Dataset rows
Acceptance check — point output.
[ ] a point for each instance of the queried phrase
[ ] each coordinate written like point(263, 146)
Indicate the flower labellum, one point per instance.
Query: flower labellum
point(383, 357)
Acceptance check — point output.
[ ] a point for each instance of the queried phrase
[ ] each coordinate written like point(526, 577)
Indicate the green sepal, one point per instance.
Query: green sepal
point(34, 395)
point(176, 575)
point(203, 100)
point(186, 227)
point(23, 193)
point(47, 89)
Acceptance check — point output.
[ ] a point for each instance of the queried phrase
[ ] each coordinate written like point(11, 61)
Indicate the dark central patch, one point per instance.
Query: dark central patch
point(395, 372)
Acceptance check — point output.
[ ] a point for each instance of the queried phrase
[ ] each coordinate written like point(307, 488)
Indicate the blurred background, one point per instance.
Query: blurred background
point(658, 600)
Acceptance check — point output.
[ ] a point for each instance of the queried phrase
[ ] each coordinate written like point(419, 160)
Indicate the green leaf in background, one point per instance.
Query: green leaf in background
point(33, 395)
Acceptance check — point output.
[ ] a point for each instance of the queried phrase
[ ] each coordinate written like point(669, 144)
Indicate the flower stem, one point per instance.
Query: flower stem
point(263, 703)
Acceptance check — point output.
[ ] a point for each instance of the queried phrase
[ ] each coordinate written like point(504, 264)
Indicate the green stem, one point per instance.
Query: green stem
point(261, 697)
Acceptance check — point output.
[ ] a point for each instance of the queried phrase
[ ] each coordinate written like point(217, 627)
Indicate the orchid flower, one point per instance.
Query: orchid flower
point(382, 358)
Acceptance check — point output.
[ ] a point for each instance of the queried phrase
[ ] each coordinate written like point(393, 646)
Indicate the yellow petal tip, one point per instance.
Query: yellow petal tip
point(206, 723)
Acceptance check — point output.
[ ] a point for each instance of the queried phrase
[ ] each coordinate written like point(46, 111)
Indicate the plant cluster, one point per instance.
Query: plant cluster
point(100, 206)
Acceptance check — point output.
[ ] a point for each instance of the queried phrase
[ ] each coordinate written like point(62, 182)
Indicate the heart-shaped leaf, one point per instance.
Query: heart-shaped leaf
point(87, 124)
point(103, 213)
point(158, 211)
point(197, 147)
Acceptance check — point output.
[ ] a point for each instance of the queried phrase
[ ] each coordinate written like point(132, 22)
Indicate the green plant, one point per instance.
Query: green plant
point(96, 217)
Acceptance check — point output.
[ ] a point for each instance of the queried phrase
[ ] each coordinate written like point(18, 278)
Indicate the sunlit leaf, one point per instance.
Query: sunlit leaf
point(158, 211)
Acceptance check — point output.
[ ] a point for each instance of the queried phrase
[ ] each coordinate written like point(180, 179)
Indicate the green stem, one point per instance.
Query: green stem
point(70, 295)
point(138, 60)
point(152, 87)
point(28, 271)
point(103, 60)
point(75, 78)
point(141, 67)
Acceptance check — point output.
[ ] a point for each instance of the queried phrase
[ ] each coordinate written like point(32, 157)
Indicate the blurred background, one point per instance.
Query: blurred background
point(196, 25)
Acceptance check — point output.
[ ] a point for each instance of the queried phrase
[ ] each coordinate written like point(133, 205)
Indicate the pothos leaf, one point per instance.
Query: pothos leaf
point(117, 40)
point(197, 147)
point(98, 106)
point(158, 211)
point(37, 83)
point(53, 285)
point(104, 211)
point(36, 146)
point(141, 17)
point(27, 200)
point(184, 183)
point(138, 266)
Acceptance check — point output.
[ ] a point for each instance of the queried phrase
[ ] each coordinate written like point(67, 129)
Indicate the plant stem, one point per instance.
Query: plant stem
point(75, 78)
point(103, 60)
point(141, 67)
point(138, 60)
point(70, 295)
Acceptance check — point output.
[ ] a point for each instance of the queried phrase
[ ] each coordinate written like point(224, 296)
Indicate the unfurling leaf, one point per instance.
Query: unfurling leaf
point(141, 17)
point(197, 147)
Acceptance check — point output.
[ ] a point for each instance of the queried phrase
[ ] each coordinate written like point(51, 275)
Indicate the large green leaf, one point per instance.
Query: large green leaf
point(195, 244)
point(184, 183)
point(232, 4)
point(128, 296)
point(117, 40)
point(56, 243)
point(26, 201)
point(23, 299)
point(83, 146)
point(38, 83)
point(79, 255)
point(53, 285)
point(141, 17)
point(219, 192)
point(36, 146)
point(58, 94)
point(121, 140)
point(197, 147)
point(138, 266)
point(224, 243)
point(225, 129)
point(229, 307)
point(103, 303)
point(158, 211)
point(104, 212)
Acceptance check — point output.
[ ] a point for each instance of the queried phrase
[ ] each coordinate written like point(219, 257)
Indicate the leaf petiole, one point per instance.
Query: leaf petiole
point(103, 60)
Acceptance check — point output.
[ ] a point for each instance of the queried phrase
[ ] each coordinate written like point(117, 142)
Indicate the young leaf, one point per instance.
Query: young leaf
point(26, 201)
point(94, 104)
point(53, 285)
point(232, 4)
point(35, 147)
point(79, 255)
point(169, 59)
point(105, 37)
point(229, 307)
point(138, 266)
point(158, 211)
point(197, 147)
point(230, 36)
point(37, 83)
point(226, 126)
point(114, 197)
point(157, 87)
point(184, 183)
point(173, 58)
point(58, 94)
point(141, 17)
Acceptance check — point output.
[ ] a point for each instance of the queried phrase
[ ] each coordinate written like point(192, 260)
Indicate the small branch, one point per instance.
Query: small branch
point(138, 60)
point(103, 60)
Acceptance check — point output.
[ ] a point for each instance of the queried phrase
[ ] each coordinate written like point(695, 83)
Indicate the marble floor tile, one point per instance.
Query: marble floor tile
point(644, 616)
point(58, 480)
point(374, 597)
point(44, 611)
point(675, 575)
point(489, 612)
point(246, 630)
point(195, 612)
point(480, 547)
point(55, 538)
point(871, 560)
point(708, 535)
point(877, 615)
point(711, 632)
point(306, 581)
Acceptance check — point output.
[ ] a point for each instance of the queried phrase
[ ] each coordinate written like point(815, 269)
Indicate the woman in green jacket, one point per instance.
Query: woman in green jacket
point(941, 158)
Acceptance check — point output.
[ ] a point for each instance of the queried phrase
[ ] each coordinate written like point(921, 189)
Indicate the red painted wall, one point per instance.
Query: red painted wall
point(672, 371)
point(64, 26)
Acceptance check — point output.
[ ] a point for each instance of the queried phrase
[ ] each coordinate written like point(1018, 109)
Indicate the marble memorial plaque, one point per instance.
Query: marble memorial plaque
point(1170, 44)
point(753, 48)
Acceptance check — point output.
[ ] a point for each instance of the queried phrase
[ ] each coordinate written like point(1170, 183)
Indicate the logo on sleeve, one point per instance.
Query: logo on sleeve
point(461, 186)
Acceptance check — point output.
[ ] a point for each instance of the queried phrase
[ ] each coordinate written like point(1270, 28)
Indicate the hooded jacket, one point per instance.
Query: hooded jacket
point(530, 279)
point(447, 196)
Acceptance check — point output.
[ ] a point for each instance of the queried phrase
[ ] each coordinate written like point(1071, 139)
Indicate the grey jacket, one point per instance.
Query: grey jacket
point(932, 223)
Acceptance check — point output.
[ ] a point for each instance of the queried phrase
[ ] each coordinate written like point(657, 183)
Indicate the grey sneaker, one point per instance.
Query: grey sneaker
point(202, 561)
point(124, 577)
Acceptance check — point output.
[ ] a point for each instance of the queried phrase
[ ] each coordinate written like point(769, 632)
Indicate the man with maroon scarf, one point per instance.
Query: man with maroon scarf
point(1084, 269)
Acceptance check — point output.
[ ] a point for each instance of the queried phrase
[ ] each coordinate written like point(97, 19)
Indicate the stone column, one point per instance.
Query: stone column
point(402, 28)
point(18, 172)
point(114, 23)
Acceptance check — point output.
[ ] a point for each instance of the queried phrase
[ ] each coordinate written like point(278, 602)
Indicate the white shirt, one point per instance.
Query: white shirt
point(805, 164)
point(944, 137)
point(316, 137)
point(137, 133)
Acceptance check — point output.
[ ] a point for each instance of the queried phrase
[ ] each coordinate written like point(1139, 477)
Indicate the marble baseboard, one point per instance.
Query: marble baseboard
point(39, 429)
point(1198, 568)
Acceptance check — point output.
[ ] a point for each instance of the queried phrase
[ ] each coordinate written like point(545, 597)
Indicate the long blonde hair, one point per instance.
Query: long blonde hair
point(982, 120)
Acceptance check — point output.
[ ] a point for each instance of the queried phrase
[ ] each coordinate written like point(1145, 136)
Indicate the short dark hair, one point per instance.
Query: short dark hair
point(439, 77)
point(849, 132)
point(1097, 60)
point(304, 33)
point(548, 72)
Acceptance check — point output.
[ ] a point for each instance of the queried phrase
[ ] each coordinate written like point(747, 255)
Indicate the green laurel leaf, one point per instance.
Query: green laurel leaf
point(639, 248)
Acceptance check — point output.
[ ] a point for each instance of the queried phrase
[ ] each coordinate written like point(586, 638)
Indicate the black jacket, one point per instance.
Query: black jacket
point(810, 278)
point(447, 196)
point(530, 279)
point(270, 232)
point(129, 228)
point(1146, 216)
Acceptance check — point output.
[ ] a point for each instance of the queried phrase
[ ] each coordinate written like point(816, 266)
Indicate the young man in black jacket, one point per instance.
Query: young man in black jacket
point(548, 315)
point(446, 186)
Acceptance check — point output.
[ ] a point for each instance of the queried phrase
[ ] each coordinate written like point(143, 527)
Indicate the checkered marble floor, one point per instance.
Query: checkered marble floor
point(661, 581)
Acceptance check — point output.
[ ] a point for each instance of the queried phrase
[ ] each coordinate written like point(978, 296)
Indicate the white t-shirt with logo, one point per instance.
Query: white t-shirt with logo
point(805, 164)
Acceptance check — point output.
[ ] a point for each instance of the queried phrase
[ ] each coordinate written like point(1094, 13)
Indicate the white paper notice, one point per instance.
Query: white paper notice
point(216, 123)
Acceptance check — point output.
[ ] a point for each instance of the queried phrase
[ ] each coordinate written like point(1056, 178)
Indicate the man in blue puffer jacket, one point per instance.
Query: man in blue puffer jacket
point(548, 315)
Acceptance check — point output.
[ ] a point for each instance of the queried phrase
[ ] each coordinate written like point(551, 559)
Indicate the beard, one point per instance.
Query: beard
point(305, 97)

— WHAT IS EXPECTED —
Reproduce the rows above word for word, starting at the first line and ending at the line that contains "point(382, 358)".

— EXERCISE SOLUTION —
Acceptance check — point output.
[ ] a point for each instance of the queried phrase
[ ] each coordinate written like point(263, 146)
Indicate the flower labellum, one point per instance.
Query: flower labellum
point(383, 357)
Acceptance check — point output.
[ ] a point for each instance of the queried phrase
[ ] each coordinate written like point(526, 577)
Indicate the green sepal, one point per instance.
Query: green sepal
point(34, 395)
point(176, 575)
point(203, 100)
point(186, 227)
point(23, 193)
point(47, 89)
Acceptance check — point output.
[ ] a point for each instance of the queried phrase
[ ] each coordinate written like point(11, 61)
Indicate the dark central patch, one point per instance.
Query: dark central patch
point(395, 372)
Acceptance check — point output.
[ ] a point for each instance of the queried phrase
[ ] each coordinate written like point(307, 488)
Indicate the blurred background, one point per instance.
Query: blurred background
point(658, 600)
Acceptance check — point output.
[ ] a point for each instance of the queried phrase
[ ] each coordinate written like point(419, 160)
Indicate the green leaf in background, one point per instance.
Query: green leaf in background
point(33, 395)
Acceptance check — point output.
[ ] a point for each instance of the queried phrase
[ ] each coordinate written like point(669, 144)
Indicate the flower stem, one point per instance.
Query: flower stem
point(263, 703)
Acceptance check — point output.
[ ] a point for each instance of the queried phrase
[ ] each coordinate written like point(504, 264)
Indicate the green stem, one point per instance.
Query: green stem
point(261, 697)
Acceptance check — point output.
[ ] a point for each instance of the queried phrase
[ ] each coordinate written like point(217, 627)
Indicate the orchid flower, one point per instance.
Query: orchid flower
point(382, 358)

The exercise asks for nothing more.